══ Provided data ══
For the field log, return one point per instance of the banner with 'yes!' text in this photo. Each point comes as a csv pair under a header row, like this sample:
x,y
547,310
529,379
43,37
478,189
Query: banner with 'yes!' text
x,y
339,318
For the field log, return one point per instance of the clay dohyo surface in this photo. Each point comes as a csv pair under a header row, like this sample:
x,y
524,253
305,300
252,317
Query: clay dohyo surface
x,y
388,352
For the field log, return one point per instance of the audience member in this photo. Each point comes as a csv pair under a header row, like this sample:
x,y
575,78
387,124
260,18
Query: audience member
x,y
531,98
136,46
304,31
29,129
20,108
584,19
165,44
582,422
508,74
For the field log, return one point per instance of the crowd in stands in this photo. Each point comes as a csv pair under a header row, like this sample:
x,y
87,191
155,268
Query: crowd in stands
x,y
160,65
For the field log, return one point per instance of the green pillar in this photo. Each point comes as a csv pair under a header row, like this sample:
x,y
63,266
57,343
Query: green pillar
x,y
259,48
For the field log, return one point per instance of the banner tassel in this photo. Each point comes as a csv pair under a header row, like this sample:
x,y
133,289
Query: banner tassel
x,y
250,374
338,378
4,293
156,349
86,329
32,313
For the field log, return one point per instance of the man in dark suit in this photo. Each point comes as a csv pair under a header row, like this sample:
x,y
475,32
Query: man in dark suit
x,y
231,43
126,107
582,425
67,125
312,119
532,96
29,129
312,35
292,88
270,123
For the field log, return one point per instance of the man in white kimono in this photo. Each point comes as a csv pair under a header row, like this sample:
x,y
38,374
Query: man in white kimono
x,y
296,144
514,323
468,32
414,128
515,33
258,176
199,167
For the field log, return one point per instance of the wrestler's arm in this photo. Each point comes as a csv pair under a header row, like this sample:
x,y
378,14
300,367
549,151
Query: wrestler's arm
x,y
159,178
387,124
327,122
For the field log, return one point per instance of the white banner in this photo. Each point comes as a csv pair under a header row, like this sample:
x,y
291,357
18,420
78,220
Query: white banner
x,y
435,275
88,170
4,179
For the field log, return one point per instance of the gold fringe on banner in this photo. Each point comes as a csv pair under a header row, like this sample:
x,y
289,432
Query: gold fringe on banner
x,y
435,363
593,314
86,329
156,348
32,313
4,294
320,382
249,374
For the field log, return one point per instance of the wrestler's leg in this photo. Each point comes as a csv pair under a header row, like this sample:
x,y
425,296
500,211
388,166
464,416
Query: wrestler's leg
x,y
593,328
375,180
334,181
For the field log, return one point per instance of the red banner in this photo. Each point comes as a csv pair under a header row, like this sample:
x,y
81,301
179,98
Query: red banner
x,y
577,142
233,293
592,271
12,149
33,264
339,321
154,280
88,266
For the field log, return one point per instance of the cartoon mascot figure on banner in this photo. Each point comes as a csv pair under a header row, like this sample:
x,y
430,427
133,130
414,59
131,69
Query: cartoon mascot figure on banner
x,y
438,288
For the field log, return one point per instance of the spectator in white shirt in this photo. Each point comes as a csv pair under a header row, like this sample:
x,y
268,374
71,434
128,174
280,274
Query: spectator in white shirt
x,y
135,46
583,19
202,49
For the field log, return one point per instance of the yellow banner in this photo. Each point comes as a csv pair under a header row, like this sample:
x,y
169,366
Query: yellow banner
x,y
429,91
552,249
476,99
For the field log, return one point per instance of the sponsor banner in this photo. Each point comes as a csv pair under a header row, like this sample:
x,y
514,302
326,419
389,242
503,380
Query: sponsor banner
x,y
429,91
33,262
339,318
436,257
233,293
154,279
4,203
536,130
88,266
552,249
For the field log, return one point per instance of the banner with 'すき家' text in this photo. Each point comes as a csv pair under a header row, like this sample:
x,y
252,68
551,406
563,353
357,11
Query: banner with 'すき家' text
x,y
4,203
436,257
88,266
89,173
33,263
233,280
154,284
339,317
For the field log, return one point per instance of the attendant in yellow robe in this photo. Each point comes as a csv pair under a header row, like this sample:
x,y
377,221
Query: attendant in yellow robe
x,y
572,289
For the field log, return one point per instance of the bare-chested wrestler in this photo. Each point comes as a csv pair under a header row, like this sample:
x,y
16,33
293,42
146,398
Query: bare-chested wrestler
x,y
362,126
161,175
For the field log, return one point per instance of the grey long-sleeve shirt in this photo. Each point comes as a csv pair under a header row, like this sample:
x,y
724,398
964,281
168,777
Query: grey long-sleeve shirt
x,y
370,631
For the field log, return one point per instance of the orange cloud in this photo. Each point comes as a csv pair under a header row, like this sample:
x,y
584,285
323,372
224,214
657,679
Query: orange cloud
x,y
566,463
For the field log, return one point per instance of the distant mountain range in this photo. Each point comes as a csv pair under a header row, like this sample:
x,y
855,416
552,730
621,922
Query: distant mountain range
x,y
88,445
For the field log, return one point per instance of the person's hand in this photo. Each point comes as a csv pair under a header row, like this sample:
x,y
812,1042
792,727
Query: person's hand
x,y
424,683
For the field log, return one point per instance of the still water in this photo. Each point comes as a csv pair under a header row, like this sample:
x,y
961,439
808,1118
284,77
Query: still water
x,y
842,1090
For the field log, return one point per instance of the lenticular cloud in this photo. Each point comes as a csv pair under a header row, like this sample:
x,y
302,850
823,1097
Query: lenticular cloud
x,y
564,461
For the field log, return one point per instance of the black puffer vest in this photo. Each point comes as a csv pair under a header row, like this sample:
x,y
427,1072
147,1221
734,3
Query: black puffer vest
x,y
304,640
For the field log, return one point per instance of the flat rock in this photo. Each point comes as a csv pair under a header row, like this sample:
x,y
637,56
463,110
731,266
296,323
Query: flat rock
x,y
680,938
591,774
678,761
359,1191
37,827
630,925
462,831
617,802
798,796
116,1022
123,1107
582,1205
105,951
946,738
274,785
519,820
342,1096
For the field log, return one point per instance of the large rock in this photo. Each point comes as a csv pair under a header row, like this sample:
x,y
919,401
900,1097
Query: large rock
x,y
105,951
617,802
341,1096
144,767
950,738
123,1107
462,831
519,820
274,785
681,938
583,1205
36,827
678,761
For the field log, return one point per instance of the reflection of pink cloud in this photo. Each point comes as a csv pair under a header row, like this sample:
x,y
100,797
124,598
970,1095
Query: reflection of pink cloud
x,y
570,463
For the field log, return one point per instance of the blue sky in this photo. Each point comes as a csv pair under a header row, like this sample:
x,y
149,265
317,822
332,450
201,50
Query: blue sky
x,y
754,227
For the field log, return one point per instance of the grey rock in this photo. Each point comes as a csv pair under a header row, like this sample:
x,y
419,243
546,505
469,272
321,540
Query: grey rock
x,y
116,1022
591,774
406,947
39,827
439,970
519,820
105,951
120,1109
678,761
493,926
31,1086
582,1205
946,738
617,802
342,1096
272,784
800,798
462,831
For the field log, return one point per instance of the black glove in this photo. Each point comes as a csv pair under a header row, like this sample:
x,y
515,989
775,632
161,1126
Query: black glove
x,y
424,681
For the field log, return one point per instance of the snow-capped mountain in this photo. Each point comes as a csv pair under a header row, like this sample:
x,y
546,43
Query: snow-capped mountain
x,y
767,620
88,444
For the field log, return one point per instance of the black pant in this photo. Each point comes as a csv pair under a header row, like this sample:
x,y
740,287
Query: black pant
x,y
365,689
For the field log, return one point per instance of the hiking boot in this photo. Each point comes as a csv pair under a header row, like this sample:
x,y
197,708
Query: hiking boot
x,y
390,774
═══
● Requirement
The records above should be set down again word for word.

● Exercise result
For the field log, return one point per instance of the banner with 'yes!' text in this photo. Each point comes as a csv pair under a header row, like this sample:
x,y
547,310
529,379
43,37
478,189
Query: banner with 'yes!' text
x,y
339,318
For the field log, return one point per instance of the clay dohyo surface in this photo. Each point comes as a csv pair under a header row, like this sample:
x,y
524,253
305,300
252,317
Query: clay dohyo surface
x,y
388,352
For the field log, return one point per instance of the audience member in this photo. Each point comes as a csv pair under a header row, like this sample:
x,y
575,78
387,124
260,18
Query: audience member
x,y
531,98
136,46
304,31
29,129
20,108
584,19
165,44
582,422
508,74
For the field log, return one point per instance of the crowd in stands in this photo. Each point comes as a csv pair under a header row, like this sample:
x,y
87,191
155,268
Query: crowd in stands
x,y
160,65
For the field log, return one point per instance of the green pillar in this photo. Each point comes as a csv pair under a header row, like this sample:
x,y
63,266
57,343
Query: green pillar
x,y
259,48
For the field log, return one point per instance of the banner tassel in this photo. Each point comes as a csv pair under a header row, like this sample:
x,y
133,289
Query: banner tassel
x,y
250,374
338,378
4,293
156,349
86,329
32,313
For the field log, return one point per instance of the man in dark suit in this photo. Each point comes as a csv pair under a header row, like this sample:
x,y
475,32
Query: man in dark suit
x,y
231,43
126,107
582,425
67,125
312,119
532,96
29,129
312,35
292,88
270,123
For the field log, return one point per instance of the man in white kimono in this photo. Each point comes as a csv pair under a header row, like this sample:
x,y
38,374
Query: man in white kimono
x,y
296,144
514,323
468,32
414,128
515,33
258,176
199,167
For the field log, return one point per instance of the wrestler's arm in this photo. Each point comes as a csv pair under a header row, like this sample:
x,y
378,14
300,367
549,151
Query: wrestler's arm
x,y
159,178
387,124
327,122
For the field log, return one point per instance of the white banner in this photo. Each point comes as a csv pair under a header row, like this sample:
x,y
291,357
18,420
78,220
Query: white banner
x,y
435,275
88,170
4,179
For the field log, return one point per instance of the gold fringe on banner in this photo. Each point comes as a csv pair under a header row, like this sample:
x,y
289,432
Query: gold fringe on banner
x,y
435,363
593,314
86,329
156,348
32,313
4,294
320,382
249,374
For the field log, return one point per instance of the wrestler's leg in this photo. Each point comes as a csv pair under a header row, like this sample:
x,y
425,296
500,211
388,166
464,416
Query: wrestler's leg
x,y
593,328
375,180
334,181
For the field log, return one point per instance of the red banner in this photo. Each point comes as a csv pair under a header row, like this sample:
x,y
81,301
179,98
Query: red banner
x,y
577,142
233,293
592,271
12,149
33,264
339,321
154,280
88,266
For the field log, return one point per instance of the cartoon mascot figure on banner in this photo. Each point comes as a csv pair under a header row, like this sample:
x,y
430,427
133,130
414,59
131,69
Query: cartoon mascot figure on banner
x,y
438,288
For the field log, return one point per instance of the spectator in white shirt in this photo. Each point comes as a csv pair under a header row, like this sample:
x,y
268,374
71,434
128,174
280,274
Query: spectator in white shirt
x,y
135,46
583,19
202,49
For the field log, return one point per instance of the yellow banner in this photo. Each point comes as a csv pair under a header row, like this sample:
x,y
169,366
Query: yellow banner
x,y
429,91
552,249
476,99
For the field log, return one point per instance of the sponsor banner in this photo. Each point comes as a csv pair under a header row, like this sample:
x,y
514,302
326,419
389,242
503,380
Query: sponsor banner
x,y
429,91
33,262
339,318
436,257
233,293
154,279
4,203
536,130
88,266
552,249
For the field log, return one point per instance of the banner with 'すき家' text in this photo. Each point comes as a csv pair under a header row, like this sample:
x,y
252,68
551,406
563,353
357,11
Query: banner with 'すき家' text
x,y
4,203
436,257
88,266
89,173
33,263
233,280
154,284
339,317
For the field log, return one point per instance of the attendant in yellow robe in this photo. Each point comes as a csv pair under a header row, like this sample:
x,y
377,221
Query: attendant in yellow robe
x,y
572,289
For the field log, return one point per instance of the bare-chested wrestler in this photo. Each point comes as a csv pair under a header row, like this sample:
x,y
16,33
293,42
146,398
Query: bare-chested wrestler
x,y
362,126
161,175
For the field log, return one point per instance of the grey long-sleeve shirt in this photo. Each point comes as a csv pair under a header row, like this sample:
x,y
724,398
964,281
168,777
Query: grey long-sleeve shirt
x,y
370,631
For the field log, return one point per instance of the orange cloud in this photo. Each point comes as a csv pair under a header row, like this sample:
x,y
584,285
323,372
224,214
657,679
Query: orange cloud
x,y
566,463
For the field log, return one point per instance of the distant mountain range in this photo. Each point comes as a csv pair under a header row, like this sample:
x,y
855,416
552,730
621,922
Query: distant mountain range
x,y
88,445
For the field log, return one point per instance of the person's hand in this photo. Each point comes as a csv pair under a header row, like this sample:
x,y
812,1042
792,727
Query: person's hand
x,y
424,683
For the field log, return one point per instance of the still water in this photo. Each point comes as a csv pair under a header row, like this sample:
x,y
961,439
808,1118
284,77
Query: still water
x,y
842,1090
For the field log, return one point per instance of the lenticular cloud in this photo. Each point comes as a csv pair under a header row, like this sample:
x,y
302,850
823,1097
Query: lenticular cloud
x,y
564,461
For the field log, return one point per instance of the black puffer vest in this photo. Each point comes as a csv pair under a header row, like this sample:
x,y
427,1072
147,1221
734,3
Query: black puffer vest
x,y
304,640
For the field log, return one point per instance of the flat rock in this photo. Each point comes as a csv pair under a header row, like this sample:
x,y
637,56
463,110
731,266
296,323
Query: flat rock
x,y
680,938
591,774
678,761
359,1191
37,827
630,925
462,831
617,802
798,796
116,1022
123,1107
582,1205
105,951
946,738
274,785
519,820
342,1096
For the field log, return one point per instance of the large rock in this photo. Each point comes as a csv pair under a header row, like this sample:
x,y
919,401
900,1097
Query: large rock
x,y
105,951
617,802
341,1096
144,767
950,738
123,1107
462,831
519,820
274,785
681,938
583,1205
36,827
678,761
For the field log, return one point per instance of the reflection of pink cloud in this photo. Each point comes as a csv pair under a header row, like this sample:
x,y
100,797
124,598
970,1095
Query: reflection of pink cloud
x,y
570,463
For the field log, return one point per instance of the blue sky in this photo. Each point comes as a csv pair under a header row, like this sample:
x,y
149,265
317,822
332,450
201,50
Query: blue sky
x,y
754,227
For the field log, return one point per instance of the grey rock in this photo. Each point comes as a csv pair under a header row, like this sample:
x,y
419,243
546,505
469,272
321,540
Query: grey rock
x,y
116,1022
591,774
406,947
39,827
439,970
519,820
105,951
120,1109
678,761
493,926
31,1086
582,1205
946,738
617,802
342,1096
272,784
800,798
462,831
For the field log, return one point per instance of the black glove in this photo. Each point comes as a csv pair under a header row, like this sample:
x,y
515,989
775,632
161,1126
Query: black glove
x,y
424,681
For the field log, return one point per instance of the snow-capped mountain in this photo. Each point comes as a csv pair under a header row, like this sample:
x,y
546,43
Query: snow-capped mountain
x,y
767,620
88,444
For the field log, return one point per instance of the black pant in this photo. Each point comes as a csv pair under a header row, like this sample:
x,y
740,287
Query: black pant
x,y
365,689
For the field log, return one point per instance of the hiking boot in this photo. Each point comes as a csv pair under a header row, like this sample:
x,y
197,708
Query: hiking boot
x,y
390,774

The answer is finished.